(Beginning of SOURCE DATA)

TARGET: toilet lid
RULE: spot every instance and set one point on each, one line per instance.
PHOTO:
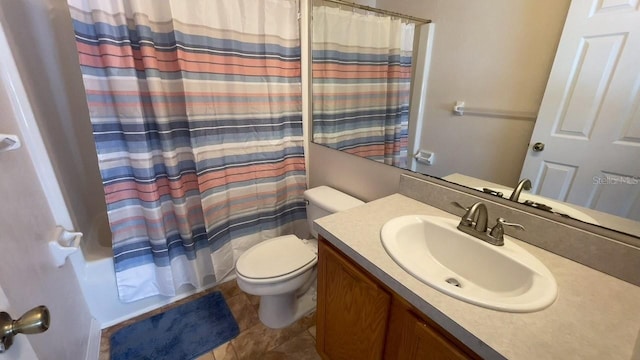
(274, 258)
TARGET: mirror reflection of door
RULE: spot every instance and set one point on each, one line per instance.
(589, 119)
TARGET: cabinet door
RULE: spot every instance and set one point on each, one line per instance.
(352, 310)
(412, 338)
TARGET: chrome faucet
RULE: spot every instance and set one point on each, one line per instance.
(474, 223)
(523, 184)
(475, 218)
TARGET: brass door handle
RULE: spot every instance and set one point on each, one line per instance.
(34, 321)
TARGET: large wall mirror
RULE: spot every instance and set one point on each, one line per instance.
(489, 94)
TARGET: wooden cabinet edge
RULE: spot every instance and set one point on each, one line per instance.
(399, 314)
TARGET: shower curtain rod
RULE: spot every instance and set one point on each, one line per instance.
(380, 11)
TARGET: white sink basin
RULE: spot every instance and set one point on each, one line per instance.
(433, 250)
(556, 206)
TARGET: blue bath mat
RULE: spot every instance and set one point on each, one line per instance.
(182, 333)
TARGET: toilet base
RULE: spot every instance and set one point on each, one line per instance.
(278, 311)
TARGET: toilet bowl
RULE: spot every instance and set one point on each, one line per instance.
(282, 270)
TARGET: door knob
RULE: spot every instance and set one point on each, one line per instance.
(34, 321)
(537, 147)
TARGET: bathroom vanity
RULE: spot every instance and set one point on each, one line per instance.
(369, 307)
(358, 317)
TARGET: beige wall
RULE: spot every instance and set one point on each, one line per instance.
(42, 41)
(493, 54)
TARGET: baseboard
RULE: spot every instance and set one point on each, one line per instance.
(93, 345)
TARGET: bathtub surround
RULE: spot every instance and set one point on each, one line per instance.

(End of SOURCE DATA)

**DESCRIPTION OF THE TASK**
Output the data exactly as it is, with the pictures dropped.

**OUTPUT**
TARGET: toilet lid
RULE: spot every instance and set one point on each, one line per instance.
PHOTO:
(274, 258)
TARGET: mirror reflection of door
RULE: spot every instance and set one point on each, one line per instance.
(589, 119)
TARGET: cabinet door
RULE: spot every instance and set one point on each, one line per instance.
(352, 310)
(412, 338)
TARGET: chrome faucet
RULE: spot every instance and set one point on each, one line per instance.
(474, 223)
(523, 184)
(475, 218)
TARGET: brass door handle
RULE: spot every instance and set one point on each, one line per instance.
(34, 321)
TARGET: large wall mirror
RULE: spot every instance and set one point on each, one line per instance.
(489, 94)
TARGET: wooden cabinet edge
RULE: spot every instance and set one point on each, one line per instance.
(399, 314)
TARGET: shower curtain rod
RULE: spot every instance and set one point on each, one line per instance.
(380, 11)
TARGET: white sink basin
RULE: spot every instance and set one point on each, one line per instance.
(433, 250)
(556, 206)
TARGET: blue bath mat
RULE: spot every instance and set one point on each, one line per instance.
(182, 333)
TARGET: toilet base
RULE: spot every instance and set one point on each, one line per instance.
(278, 311)
TARGET: toilet bowl
RULE: spot every instance and set one point on each, one line per instance.
(282, 270)
TARGET: door knob
RULE: spot every instance and set one point on each, one line per instance.
(34, 321)
(537, 147)
TARGET: bathroom vanity
RULE: spot every instance and set one point on each, one line per instance.
(369, 307)
(358, 317)
TARGET: beige wall
RULE: spot every instance and set one point on each, one line per instance.
(42, 41)
(493, 54)
TARGET: baseboard
RULE: spot every instance and set one point on each, one line per instance.
(93, 345)
TARGET: bathtub surround
RULE: spot every instance and set one point on each, one line per instance.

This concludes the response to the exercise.